EXCERPTED PASSAGE
───
From mboxrd@z Thu Jan  1 00:00:00 1970
Return-Path: <linux-fsdevel-owner@vger.kernel.org>
Received: from out3-smtp.messagingengine.com ([66.111.4.27]:48049 "EHLO
        out3-smtp.messagingengine.com" rhost-flags-OK-OK-OK-OK)
        by vger.kernel.org with ESMTP id S1753074AbeDSS5r (ORCPT
        <rfc822;linux-fsdevel@vger.kernel.org>);
        Thu, 19 Apr 2018 14:57:47 -0400
Date: Thu, 19 Apr 2018 11:57:43 -0700
From: "andres@anarazel.de" <andres@anarazel.de>
To: Trond Myklebust <trondmy@hammer.space>
Cc: "willy@infradead.org" <willy@infradead.org>,
        "lsf-pc@lists.linux-foundation.org"
        <lsf-pc@lists.linux-foundation.org>,
        "david@fromorbit.com" <david@fromorbit.com>,
        "jlayton@kernel.org" <jlayton@kernel.org>,
        "linux-fsdevel@vger.kernel.org" <linux-fsdevel@vger.kernel.org>
Subject: Re: [Lsf-pc] [LSF/MM TOPIC] improving writeback error handling
Message-ID: <20180419185743.eaeurq3ou2ouveug@alap3.anarazel.de>
References: <1523963281.4779.21.camel@kernel.org>
 <20180417225309.GA27893@dastard>
 <1524067210.27056.28.camel@kernel.org>
 <20180419004411.GG27893@dastard>
 <1524102468.38378.12.camel@hammer.space>
 <20180419015723.GC16782@bombadil.infradead.org>
 <1524103952.38378.23.camel@hammer.space>
MIME-Version: 1.0
Content-Type: text/plain; charset=us-ascii
Content-Disposition: inline
In-Reply-To: <1524103952.38378.23.camel@hammer.space>
Sender: linux-fsdevel-owner@vger.kernel.org
List-ID: <linux-fsdevel.vger.kernel.org>

Hi,

On 2018-04-19 02:12:33 +0000, Trond Myklebust wrote:
> On Wed, 2018-04-18 at 18:57 -0700, Matthew Wilcox wrote:
> > On Thu, Apr 19, 2018 at 01:47:49AM +0000, Trond Myklebust wrote:
> > > If the main use case is something like Postgresql, where you care
> > > about
> > > just one or two critical files, rather than monitoring the entire
> > > filesystem could we perhaps use a dedicated mmap() mode? It should
> > > be
> > > possible to throw up a bitmap that displays the exact blocks or
> > > pages
> > > that are affected, once the file has been damaged.
───
GIVEN RECORDS
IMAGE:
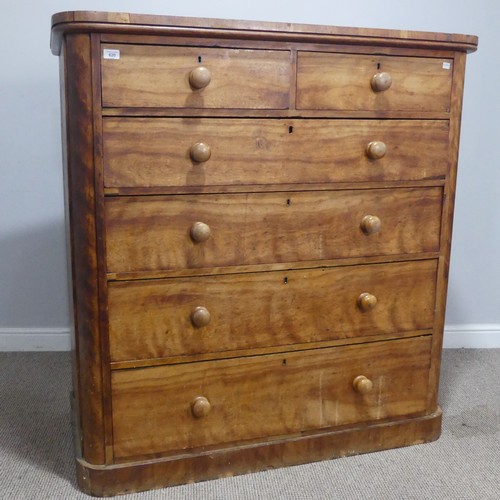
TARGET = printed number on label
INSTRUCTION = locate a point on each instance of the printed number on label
(111, 54)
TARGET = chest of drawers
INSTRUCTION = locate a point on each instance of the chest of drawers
(259, 220)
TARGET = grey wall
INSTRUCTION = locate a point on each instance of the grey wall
(32, 246)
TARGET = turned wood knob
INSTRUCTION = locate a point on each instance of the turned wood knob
(200, 317)
(367, 301)
(381, 81)
(199, 77)
(362, 384)
(200, 232)
(200, 152)
(200, 407)
(370, 224)
(376, 150)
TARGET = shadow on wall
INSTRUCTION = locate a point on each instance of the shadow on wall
(33, 278)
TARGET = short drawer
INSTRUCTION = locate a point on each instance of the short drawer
(194, 77)
(182, 316)
(371, 82)
(177, 407)
(142, 152)
(197, 231)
───
PROBLEM SET
- A) Please duplicate the mailing list message starting with "On 2018-04-19 02:12:33" and going on through "has been damaged.".
- B) Decide whether each statement agrees with the mailing list message, answering yes or no and quoting the words that settle it: (i) The message is dated 19 April 2018. (ii) Its subject concerns improving writeback error handling. (iii) The message is addressed to Matthew Wilcox.
- C) In the mailing list message, which program is given as an example of the main use case?
The entries above are separate material from the mailing list message.

PER-TASK OUTPUTS
- A)
On 2018-04-19 02:12:33 +0000, Trond Myklebust wrote:
> On Wed, 2018-04-18 at 18:57 -0700, Matthew Wilcox wrote:
> > On Thu, Apr 19, 2018 at 01:47:49AM +0000, Trond Myklebust wrote:
> > > If the main use case is something like Postgresql, where you care
> > > about
> > > just one or two critical files, rather than monitoring the entire
> > > filesystem could we perhaps use a dedicated mmap() mode? It should
> > > be
> > > possible to throw up a bitmap that displays the exact blocks or
> > > pages
> > > that are affected, once the file has been damaged.

- B)
(i) Yes: "Date: Thu, 19 Apr 2018 11:57:43 -0700"
(ii) Yes: "improving writeback error handling"
(iii) No: "To: Trond Myklebust <trondmy@hammer.space>"

- C) Postgresql.